▼▼▼

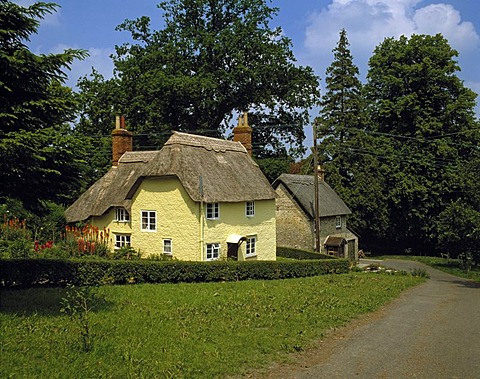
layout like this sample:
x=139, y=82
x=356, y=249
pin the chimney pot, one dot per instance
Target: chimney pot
x=122, y=140
x=320, y=173
x=243, y=133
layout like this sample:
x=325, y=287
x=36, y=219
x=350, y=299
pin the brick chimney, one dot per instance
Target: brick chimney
x=320, y=173
x=122, y=140
x=243, y=133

▲▲▲

Work instruction - Could you write out the records exactly while omitting every picture?

Answer area -
layout like this sample:
x=139, y=82
x=356, y=249
pin the chimney pot, one dot per instance
Target: chimney pot
x=122, y=140
x=320, y=173
x=243, y=133
layout like this sample:
x=325, y=287
x=36, y=219
x=350, y=299
pin the brick chimney, one dot per instance
Target: brick chimney
x=320, y=173
x=122, y=140
x=243, y=133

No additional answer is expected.